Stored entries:
____________
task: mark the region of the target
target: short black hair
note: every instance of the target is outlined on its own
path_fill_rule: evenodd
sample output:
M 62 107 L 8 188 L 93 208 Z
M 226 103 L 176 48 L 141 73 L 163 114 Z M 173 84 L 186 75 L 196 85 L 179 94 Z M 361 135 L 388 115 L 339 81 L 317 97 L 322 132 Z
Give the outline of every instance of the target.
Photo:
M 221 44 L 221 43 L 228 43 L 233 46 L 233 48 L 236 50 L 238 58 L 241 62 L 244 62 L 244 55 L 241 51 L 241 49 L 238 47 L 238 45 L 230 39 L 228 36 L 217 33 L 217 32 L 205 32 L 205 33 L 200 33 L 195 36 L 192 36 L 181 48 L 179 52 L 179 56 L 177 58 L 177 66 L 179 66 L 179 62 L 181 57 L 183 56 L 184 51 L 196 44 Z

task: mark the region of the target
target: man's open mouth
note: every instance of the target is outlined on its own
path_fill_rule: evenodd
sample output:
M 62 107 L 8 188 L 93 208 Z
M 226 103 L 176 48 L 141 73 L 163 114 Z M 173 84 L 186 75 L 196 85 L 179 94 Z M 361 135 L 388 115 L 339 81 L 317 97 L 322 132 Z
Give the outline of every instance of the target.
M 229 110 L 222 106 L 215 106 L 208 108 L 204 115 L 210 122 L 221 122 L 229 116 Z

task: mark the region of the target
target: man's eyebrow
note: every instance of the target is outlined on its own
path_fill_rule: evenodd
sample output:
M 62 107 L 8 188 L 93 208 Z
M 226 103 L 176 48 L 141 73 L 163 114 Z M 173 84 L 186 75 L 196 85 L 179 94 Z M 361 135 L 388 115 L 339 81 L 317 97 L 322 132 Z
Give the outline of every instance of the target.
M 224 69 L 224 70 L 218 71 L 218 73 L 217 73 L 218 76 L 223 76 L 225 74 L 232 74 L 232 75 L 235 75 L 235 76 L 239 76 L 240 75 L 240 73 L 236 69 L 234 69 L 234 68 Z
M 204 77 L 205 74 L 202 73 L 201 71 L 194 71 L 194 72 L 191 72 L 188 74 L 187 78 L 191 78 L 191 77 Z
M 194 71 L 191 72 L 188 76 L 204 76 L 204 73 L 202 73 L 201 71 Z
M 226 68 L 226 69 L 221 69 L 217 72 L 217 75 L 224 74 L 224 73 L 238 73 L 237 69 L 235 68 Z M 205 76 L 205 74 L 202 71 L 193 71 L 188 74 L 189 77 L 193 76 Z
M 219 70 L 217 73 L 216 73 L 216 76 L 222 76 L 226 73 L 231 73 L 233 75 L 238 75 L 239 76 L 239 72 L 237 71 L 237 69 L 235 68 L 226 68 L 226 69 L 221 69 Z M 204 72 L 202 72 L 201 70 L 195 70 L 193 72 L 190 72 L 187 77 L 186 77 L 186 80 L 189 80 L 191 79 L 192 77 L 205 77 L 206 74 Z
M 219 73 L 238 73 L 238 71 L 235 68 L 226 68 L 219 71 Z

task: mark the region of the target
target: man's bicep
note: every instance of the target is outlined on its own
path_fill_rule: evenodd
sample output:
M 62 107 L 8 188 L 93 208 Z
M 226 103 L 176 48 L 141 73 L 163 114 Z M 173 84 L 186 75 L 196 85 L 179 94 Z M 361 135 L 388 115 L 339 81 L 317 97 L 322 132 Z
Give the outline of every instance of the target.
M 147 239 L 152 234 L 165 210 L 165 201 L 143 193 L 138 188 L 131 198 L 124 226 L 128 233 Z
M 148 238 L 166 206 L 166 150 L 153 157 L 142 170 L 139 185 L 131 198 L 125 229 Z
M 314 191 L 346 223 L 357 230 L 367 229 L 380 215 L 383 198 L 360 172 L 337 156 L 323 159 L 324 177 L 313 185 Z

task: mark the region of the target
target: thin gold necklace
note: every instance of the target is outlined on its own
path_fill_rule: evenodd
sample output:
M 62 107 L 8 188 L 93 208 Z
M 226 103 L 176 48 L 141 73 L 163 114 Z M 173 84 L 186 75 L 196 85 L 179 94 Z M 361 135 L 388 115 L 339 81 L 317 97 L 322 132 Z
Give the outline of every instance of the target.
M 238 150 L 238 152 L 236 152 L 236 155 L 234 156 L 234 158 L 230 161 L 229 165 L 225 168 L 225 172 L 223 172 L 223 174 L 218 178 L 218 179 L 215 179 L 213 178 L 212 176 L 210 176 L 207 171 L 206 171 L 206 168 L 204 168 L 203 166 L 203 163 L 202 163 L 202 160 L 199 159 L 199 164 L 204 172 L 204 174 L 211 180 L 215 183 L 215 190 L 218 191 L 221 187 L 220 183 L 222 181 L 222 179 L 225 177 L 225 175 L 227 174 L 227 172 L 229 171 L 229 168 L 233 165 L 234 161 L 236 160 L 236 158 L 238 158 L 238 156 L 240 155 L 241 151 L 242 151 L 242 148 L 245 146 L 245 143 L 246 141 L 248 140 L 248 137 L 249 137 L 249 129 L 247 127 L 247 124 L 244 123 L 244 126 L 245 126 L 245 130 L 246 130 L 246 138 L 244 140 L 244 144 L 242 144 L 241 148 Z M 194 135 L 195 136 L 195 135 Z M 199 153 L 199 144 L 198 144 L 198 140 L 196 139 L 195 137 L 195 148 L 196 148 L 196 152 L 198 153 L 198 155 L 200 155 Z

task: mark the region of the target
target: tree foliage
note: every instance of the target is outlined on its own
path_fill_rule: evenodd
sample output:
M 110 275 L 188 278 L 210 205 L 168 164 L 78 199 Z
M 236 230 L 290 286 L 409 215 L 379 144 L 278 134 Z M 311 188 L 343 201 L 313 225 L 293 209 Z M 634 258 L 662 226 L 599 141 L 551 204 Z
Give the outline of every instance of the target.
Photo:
____________
**HOW TO COMPLETE THIS TASK**: With nothing left out, copy the data above exactly.

**OUTPUT**:
task: mark the region of the target
target: short black hair
note: every instance of the target is outlined on its own
path_fill_rule: evenodd
sample output:
M 62 107 L 8 188 L 93 208 Z
M 226 103 L 176 48 L 141 73 L 163 114 Z M 173 84 L 186 75 L 196 85 L 179 94 Z M 361 135 L 388 115 L 339 81 L 317 97 L 322 132 Z
Give the outline of every instance of the target.
Photo:
M 221 44 L 221 43 L 228 43 L 233 46 L 233 48 L 236 50 L 238 58 L 241 62 L 244 62 L 244 55 L 241 51 L 241 49 L 238 47 L 238 45 L 230 39 L 228 36 L 217 33 L 217 32 L 205 32 L 205 33 L 200 33 L 195 36 L 192 36 L 181 48 L 179 52 L 179 56 L 177 58 L 177 66 L 179 66 L 179 62 L 181 57 L 183 56 L 184 51 L 196 44 Z

task: mark the region of the target
target: man's open mouth
note: every instance of the target is outlined on its own
path_fill_rule: evenodd
sample output:
M 62 107 L 8 188 L 93 208 Z
M 226 103 L 176 48 L 141 73 L 163 114 Z M 173 84 L 186 75 L 196 85 L 179 94 Z M 361 135 L 388 115 L 339 81 L 317 97 L 322 132 Z
Give the outline of every instance of the target.
M 229 110 L 222 106 L 215 106 L 208 108 L 204 115 L 210 122 L 221 122 L 229 116 Z

task: mark the region of the target
target: man's eyebrow
note: every instance of the target is outlined on its own
path_fill_rule: evenodd
sample output:
M 62 107 L 8 188 L 93 208 Z
M 226 103 L 176 48 L 141 73 L 163 114 Z M 173 84 L 186 75 L 196 85 L 179 94 Z M 361 135 L 388 115 L 339 81 L 317 97 L 322 132 Z
Give the outline of every instance of the target.
M 224 69 L 224 70 L 218 71 L 218 73 L 217 73 L 218 76 L 223 76 L 225 74 L 232 74 L 232 75 L 235 75 L 235 76 L 239 76 L 240 75 L 240 73 L 236 69 L 234 69 L 234 68 Z
M 204 77 L 205 74 L 202 73 L 201 71 L 194 71 L 194 72 L 191 72 L 188 74 L 187 78 L 191 78 L 191 77 Z
M 194 71 L 191 72 L 188 76 L 204 76 L 204 73 L 202 73 L 201 71 Z
M 226 68 L 226 69 L 221 69 L 217 72 L 217 75 L 224 74 L 224 73 L 238 73 L 237 69 L 235 68 Z M 205 76 L 205 74 L 202 71 L 193 71 L 188 74 L 189 77 L 193 76 Z
M 219 70 L 217 73 L 216 73 L 216 76 L 222 76 L 226 73 L 231 73 L 233 75 L 238 75 L 239 76 L 239 72 L 237 71 L 237 69 L 235 68 L 226 68 L 226 69 L 221 69 Z M 204 72 L 202 72 L 201 70 L 195 70 L 193 72 L 190 72 L 187 77 L 186 77 L 186 80 L 189 80 L 191 79 L 192 77 L 205 77 L 206 74 Z
M 219 73 L 238 73 L 238 71 L 235 68 L 226 68 L 219 71 Z

task: mark the region of the target
target: man's bicep
note: every instance of the target is outlined on its own
path_fill_rule: evenodd
sample output:
M 62 107 L 8 188 L 93 208 Z
M 226 103 L 176 48 L 141 73 L 163 114 Z M 173 84 L 186 75 L 196 85 L 179 94 Z M 361 135 L 388 115 L 339 81 L 317 97 L 322 132 Z
Give the outline of every instance of the target.
M 147 239 L 152 234 L 165 210 L 165 201 L 143 193 L 138 188 L 131 198 L 124 226 L 128 233 Z
M 148 238 L 166 206 L 166 150 L 153 157 L 142 170 L 139 185 L 131 198 L 125 229 Z
M 314 191 L 346 223 L 357 230 L 367 229 L 380 215 L 383 198 L 360 172 L 337 156 L 323 159 L 324 177 L 313 185 Z

task: mark the region of the target
target: thin gold necklace
note: every instance of the target is outlined on its own
path_fill_rule: evenodd
sample output:
M 62 107 L 8 188 L 93 208 Z
M 226 103 L 176 48 L 141 73 L 163 114 Z M 173 84 L 186 75 L 196 85 L 179 94 Z M 361 135 L 388 115 L 339 81 L 317 97 L 322 132 Z
Give the outline of every instance of the target.
M 238 150 L 238 152 L 236 152 L 236 155 L 234 156 L 234 158 L 230 161 L 229 165 L 225 168 L 225 172 L 223 172 L 223 174 L 218 178 L 218 179 L 215 179 L 213 178 L 212 176 L 210 176 L 207 171 L 206 171 L 206 168 L 204 168 L 203 166 L 203 163 L 202 163 L 202 160 L 199 159 L 199 164 L 204 172 L 204 174 L 211 180 L 215 183 L 215 190 L 218 191 L 221 187 L 220 183 L 222 181 L 222 179 L 225 177 L 225 175 L 227 174 L 227 172 L 229 171 L 229 168 L 233 165 L 234 161 L 236 160 L 236 158 L 238 158 L 238 156 L 240 155 L 241 151 L 242 151 L 242 148 L 245 146 L 245 143 L 246 141 L 248 140 L 248 137 L 249 137 L 249 129 L 247 127 L 247 124 L 244 123 L 244 126 L 245 126 L 245 130 L 246 130 L 246 138 L 244 140 L 244 144 L 242 144 L 241 148 Z M 194 135 L 195 136 L 195 135 Z M 199 153 L 199 144 L 198 144 L 198 140 L 196 139 L 195 137 L 195 148 L 196 148 L 196 152 L 198 153 L 198 155 L 200 155 Z

task: mark the region of the target
target: tree foliage
note: every instance of the target is outlined on its own
path_fill_rule: evenodd
sample output:
M 110 275 L 188 278 L 210 205 L 168 164 L 78 199 Z
M 236 230 L 290 286 L 409 215 L 379 144 L 278 134 Z M 311 188 L 343 201 L 313 225 L 293 209 Z M 634 258 L 662 226 L 599 141 L 551 204 Z
Give the outline of every instance of the target.
Photo:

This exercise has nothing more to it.